## INFORMATION
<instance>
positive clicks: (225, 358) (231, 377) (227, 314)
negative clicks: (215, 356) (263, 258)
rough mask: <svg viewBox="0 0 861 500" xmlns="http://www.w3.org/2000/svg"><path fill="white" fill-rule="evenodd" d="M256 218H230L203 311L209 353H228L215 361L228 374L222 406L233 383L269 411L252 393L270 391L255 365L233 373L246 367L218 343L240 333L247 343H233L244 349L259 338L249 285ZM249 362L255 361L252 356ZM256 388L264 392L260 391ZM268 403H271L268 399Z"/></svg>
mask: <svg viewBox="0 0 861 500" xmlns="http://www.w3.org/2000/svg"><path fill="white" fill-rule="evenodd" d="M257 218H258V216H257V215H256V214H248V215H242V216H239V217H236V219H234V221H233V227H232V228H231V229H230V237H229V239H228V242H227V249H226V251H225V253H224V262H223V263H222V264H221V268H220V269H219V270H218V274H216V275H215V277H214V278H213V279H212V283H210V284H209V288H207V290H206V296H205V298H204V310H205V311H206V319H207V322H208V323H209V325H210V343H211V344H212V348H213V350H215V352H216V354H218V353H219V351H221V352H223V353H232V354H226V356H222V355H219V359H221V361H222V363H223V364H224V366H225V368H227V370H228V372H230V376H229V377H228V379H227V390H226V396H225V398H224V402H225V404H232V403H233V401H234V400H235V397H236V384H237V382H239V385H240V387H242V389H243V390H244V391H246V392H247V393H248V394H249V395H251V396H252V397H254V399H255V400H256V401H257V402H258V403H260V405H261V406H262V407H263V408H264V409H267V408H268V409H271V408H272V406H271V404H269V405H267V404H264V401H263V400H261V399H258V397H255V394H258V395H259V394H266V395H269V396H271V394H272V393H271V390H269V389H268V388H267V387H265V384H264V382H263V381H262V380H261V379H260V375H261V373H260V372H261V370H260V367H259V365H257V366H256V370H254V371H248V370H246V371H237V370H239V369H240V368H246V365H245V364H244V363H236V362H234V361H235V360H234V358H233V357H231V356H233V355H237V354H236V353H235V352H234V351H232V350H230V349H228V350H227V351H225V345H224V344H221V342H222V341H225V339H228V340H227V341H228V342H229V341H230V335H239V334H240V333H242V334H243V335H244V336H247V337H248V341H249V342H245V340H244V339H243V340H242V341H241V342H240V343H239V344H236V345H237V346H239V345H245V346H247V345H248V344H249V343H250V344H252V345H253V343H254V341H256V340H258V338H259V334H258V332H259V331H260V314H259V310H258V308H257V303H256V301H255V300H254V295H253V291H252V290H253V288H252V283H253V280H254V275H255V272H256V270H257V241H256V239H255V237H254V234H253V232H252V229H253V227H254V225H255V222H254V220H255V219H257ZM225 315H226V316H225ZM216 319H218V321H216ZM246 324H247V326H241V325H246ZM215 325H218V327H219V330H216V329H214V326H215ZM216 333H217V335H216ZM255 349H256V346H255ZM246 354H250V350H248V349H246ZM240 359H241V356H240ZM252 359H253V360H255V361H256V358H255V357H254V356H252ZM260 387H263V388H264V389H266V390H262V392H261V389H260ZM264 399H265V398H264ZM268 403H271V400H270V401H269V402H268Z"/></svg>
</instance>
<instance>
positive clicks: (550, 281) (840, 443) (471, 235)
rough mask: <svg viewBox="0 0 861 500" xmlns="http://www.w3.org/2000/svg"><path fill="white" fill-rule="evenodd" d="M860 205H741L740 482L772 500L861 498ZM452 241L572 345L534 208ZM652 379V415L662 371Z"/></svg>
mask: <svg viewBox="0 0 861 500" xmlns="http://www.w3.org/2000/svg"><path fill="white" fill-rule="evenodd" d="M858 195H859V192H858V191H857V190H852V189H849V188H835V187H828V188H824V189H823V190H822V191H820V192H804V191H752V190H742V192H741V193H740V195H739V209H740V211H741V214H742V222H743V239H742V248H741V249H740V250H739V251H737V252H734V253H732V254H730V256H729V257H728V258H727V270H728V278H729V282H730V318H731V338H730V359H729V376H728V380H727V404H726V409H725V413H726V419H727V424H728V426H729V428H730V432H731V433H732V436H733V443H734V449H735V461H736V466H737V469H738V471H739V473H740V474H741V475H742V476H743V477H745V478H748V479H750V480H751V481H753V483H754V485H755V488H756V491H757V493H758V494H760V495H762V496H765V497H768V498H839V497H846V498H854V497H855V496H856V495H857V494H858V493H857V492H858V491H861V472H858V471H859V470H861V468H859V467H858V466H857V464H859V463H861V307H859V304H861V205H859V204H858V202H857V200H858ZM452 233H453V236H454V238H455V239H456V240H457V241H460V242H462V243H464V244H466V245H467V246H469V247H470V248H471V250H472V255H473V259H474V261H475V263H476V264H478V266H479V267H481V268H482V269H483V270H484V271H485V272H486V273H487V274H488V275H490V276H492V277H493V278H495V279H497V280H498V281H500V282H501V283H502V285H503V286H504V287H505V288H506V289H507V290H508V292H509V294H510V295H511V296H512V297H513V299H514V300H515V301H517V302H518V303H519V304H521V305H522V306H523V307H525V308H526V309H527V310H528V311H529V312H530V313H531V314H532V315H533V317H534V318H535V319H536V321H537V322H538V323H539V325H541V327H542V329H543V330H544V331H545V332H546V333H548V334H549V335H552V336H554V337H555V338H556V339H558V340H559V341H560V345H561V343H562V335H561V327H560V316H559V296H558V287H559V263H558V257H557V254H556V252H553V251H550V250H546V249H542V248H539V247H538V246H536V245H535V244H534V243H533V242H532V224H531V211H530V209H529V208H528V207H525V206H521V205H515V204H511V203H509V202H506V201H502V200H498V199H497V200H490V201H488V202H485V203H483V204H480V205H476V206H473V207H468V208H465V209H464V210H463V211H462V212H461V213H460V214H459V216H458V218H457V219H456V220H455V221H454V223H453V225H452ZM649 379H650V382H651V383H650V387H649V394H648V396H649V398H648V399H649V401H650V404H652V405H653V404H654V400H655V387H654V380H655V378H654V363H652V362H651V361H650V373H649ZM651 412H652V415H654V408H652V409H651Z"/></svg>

## YOUR ASSIGNMENT
Every line that contains the string "clicks" should be returned from the data.

## OUTPUT OF THE TASK
positive clicks: (225, 358) (231, 377) (227, 314)
negative clicks: (215, 356) (263, 258)
positive clicks: (550, 281) (840, 443) (471, 235)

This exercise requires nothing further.